Source extract Block Start
Terry Dintenfass (April 4, 1920 – October 26, 2004) was an American art dealer.

==Career==
Terry Dintenfass established her first gallery, the D Contemporary, in 1954 in the lobby of the Traymore Hotel in Atlantic City, New Jersey, where she sold the work of Milton Avery, Georgia O'Keeffe, Ben Shahn, John Marin, Max Weber, among others. She showed work on consignment from prominent New York dealers, and became especially close to Edith Halpert, whose Downtown Gallery represented the estate of Arthur Dove. In 1959, Dintenfass moved to Manhattan and opened the Terry Dintenfass Gallery. She was part of a wave of women dealers, along with Halpert, Grace Borgenicht, Betty Parsons, Antoinette M. Kraushaar, Joan Washburn and others, who worked the New York art market between the 1940s to the 1980s.

Dintenfass took a keen interest in social and political issues. She showed the works of African-American artists including Jacob Lawrence, whom she would represent for 25 years, Raymond Saunders, and Horace Pippin. Dintenfass notably represented African-American artists in a time when Manhattan galleries displayed little African-American art. The "Social Realist" painters Philip Evergood and Robert Gwathmey helped shape the gallery with a strong social consciousness. Once settled in New York, Dintenfass became the protégé of Edith Halpert. When Halpert retired in the early 1960s, the Arthur Dove estate joined Terry Dintenfass, Inc. which then had a stable of William King, Gwathmey, Evergood, Sidney Goodman, Hyman Bloom, Antonio Frasconi, among others, and later the sculptor Elisabeth Frink.
Source extract Block End
### Questions to answer
1. Answer these questions from the extract on Terry Dintenfass:
(a) In what year did she establish the D Contemporary?
(b) For how many years did she represent Jacob Lawrence?
(c) Which estate joined Terry Dintenfass, Inc. when Edith Halpert retired?
2. Extend the account of Terry Dintenfass's career by writing what comes next after its final sentence.
The items play no part in the work on this page.
Supplied entries Block Start
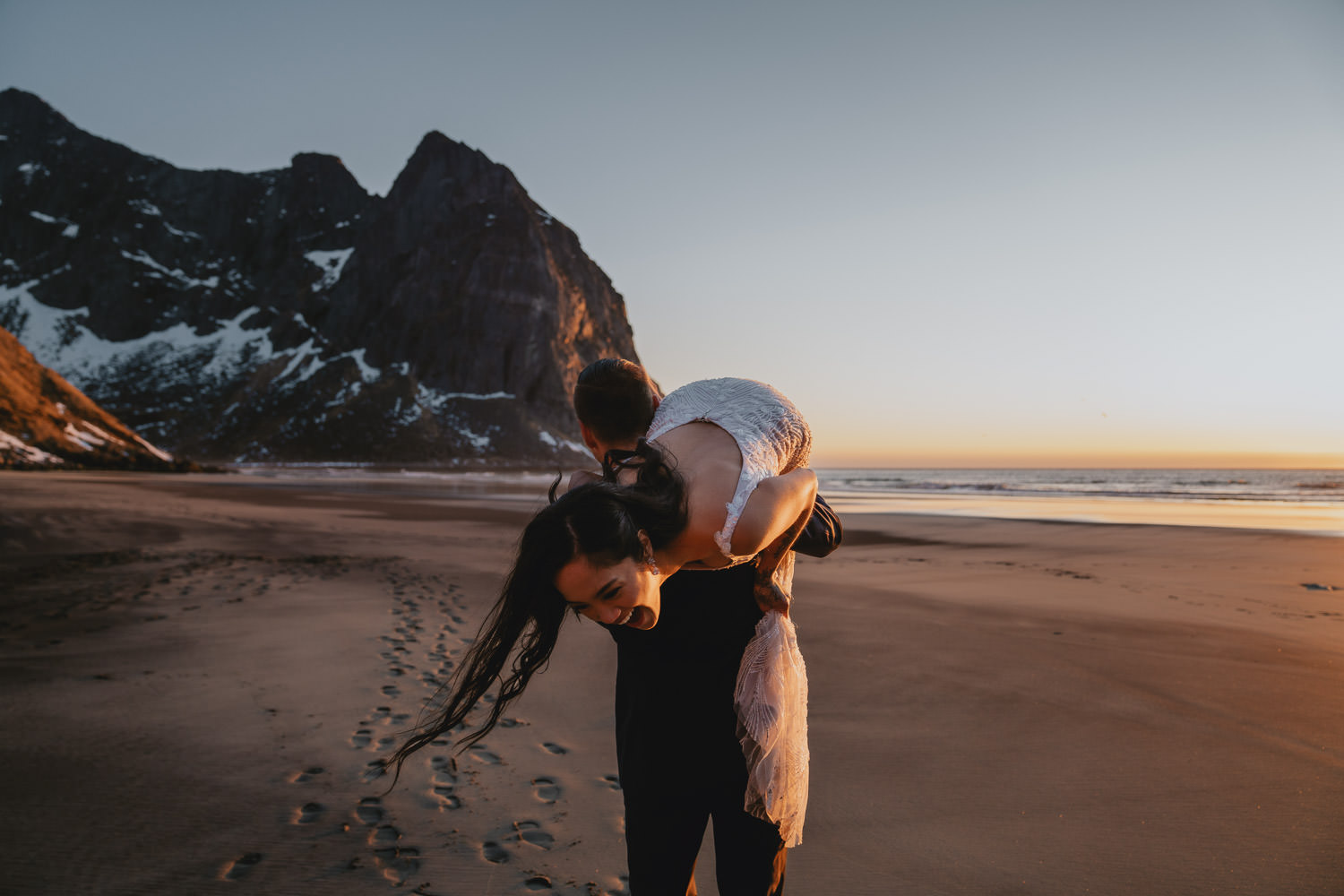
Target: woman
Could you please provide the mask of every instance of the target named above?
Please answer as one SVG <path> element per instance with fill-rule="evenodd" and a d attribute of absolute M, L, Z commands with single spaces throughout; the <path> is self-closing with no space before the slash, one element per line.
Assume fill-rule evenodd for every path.
<path fill-rule="evenodd" d="M 607 454 L 603 480 L 555 498 L 528 524 L 517 562 L 476 643 L 454 672 L 442 712 L 403 744 L 401 763 L 462 723 L 501 678 L 484 737 L 555 646 L 566 609 L 605 625 L 652 629 L 659 584 L 681 567 L 758 556 L 767 610 L 747 645 L 735 703 L 745 735 L 746 807 L 801 840 L 806 807 L 806 673 L 788 618 L 789 545 L 816 500 L 804 465 L 812 435 L 798 410 L 753 380 L 699 380 L 663 399 L 636 451 Z M 706 625 L 714 625 L 706 619 Z M 504 666 L 515 646 L 508 674 Z"/>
Supplied entries Block End
### Your responses
1.
(a) 1954
(b) 25 years
(c) The Arthur Dove estate

2.
The gallery represented these artists for much of the last three to four decades and is now involved in their secondary market. The gallery continues to represent the estate of Arthur Dove. After maintaining a gallery in Manhattan for nearly 40 years, Dintenfass retired in 1999 and died in 2004. Her business is currently run by her son Andrew and his wife Ann.

Dintenfass' only full sibling was psychopharmacologist and two-time Lasker Award winner Nathan Schellenberg Kline.